Saved entries:
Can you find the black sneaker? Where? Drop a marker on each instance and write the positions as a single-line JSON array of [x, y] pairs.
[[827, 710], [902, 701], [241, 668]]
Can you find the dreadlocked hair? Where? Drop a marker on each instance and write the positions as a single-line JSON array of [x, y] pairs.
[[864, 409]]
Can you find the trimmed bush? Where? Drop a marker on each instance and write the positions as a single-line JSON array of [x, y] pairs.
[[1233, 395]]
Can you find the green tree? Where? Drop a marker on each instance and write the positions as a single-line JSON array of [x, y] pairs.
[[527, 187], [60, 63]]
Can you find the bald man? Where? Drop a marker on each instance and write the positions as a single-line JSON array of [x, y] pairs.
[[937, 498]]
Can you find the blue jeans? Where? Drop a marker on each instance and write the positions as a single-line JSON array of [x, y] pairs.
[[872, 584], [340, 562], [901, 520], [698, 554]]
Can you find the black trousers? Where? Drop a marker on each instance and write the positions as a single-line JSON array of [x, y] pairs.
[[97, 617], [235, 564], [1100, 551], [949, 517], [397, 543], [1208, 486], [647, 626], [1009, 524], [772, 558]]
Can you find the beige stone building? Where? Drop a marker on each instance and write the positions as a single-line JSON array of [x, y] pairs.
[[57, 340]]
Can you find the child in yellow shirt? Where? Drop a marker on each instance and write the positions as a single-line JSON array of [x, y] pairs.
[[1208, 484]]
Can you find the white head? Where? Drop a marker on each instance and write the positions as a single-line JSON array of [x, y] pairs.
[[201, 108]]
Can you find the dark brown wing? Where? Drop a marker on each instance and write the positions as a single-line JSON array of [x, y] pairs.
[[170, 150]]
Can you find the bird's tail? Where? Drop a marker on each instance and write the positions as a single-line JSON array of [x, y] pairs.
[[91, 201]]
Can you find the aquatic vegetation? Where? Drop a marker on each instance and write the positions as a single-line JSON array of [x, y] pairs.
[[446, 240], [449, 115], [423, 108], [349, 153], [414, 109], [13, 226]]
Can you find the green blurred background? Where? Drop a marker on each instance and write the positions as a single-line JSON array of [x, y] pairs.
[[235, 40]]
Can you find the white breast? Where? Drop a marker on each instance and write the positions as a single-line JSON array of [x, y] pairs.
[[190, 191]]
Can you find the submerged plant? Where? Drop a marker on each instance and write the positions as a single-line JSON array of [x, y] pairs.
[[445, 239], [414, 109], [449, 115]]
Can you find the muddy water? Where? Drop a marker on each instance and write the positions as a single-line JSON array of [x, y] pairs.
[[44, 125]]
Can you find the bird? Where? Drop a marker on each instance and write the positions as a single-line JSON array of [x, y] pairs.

- [THE TASK]:
The data above is to be returned exactly, with nothing altered.

- [COMPLETED EXERCISE]:
Can you find the black sneaker? Where? Drop a marker on each instance and write the positions as a single-line JSON array of [x, y] pairs.
[[827, 710], [902, 701], [241, 668]]
Can you find the dreadlocked hair? Where? Drop a marker on each instance and write the positions as a single-line JSON array of [x, y] pairs.
[[864, 409]]
Can you find the trimmed bush? Where? Drop a marker on each instance and write the positions as a single-line JSON array of [x, y] pairs.
[[1233, 395]]
Can you find the green tree? Where? Drop a marker on each instance and write the positions as a single-line JSON array of [x, y] pairs.
[[527, 187], [60, 63]]
Can you find the bald man? Where? Drop a marker on each instance and write the positions as a single-line JSON array of [x, y] pairs.
[[937, 498]]
Can you find the blue jeans? Where? Drop a marker on each instance and write the positions as a single-line JSON array of [x, y] pairs.
[[872, 584], [340, 562], [901, 520], [698, 554]]
Can you find the black trousers? Where? Drop a marker on each instance and write the positions as a single-line JSON array of [x, y] pairs.
[[97, 617], [235, 564], [1100, 551], [949, 517], [397, 543], [1208, 486], [647, 626], [1009, 524], [772, 558]]
Can you find the beige stone building? Where? Drop a marker on each instance and write the positions as a single-line JSON array of [x, y] pairs.
[[57, 340]]
Can you find the child in yellow shirt? Where? Drop a marker on each instance and write the positions as a single-line JSON array of [x, y] pairs.
[[1208, 484]]
Can you find the white head? Where? Drop a marker on each instance and write the positions as a single-line JSON array of [x, y] pairs.
[[201, 108]]
Can you find the dark brown wing? Where? Drop a marker on each instance and write the positions as a single-line JSON array of [x, y] pairs.
[[170, 150]]
Can you find the bird's tail? Where? Drop a marker on each instance and write the positions as a single-line JSON array of [x, y] pairs.
[[91, 201]]
Can you find the aquatic vegetation? Where? Drop a marker on each instance and write the positions as a single-line JSON array of [x, y] pairs.
[[446, 240], [449, 115], [423, 108], [349, 153], [414, 109], [13, 226]]
Can you find the green blurred background? Where? Drop a marker on each instance and write the positions as a single-line JSON array of [x, y] pairs.
[[235, 40]]
Can you find the white breast? Where? Drop a marker on each instance and write the positions as a single-line JSON array of [x, y] pairs.
[[190, 191]]
Can you find the submerged plant? Where? Drop a marker on each instance and write the positions as a single-line JSON array of [x, y] pairs.
[[445, 239], [414, 109], [449, 115]]
Can you find the muddy water? Where? Drop a marker on each instance and write the positions as a single-line JSON array of [x, y] pairs.
[[44, 125]]
Can you find the bird? Where? Drop a marker on each instance and write the positions as a single-line JSON array of [x, y] pairs.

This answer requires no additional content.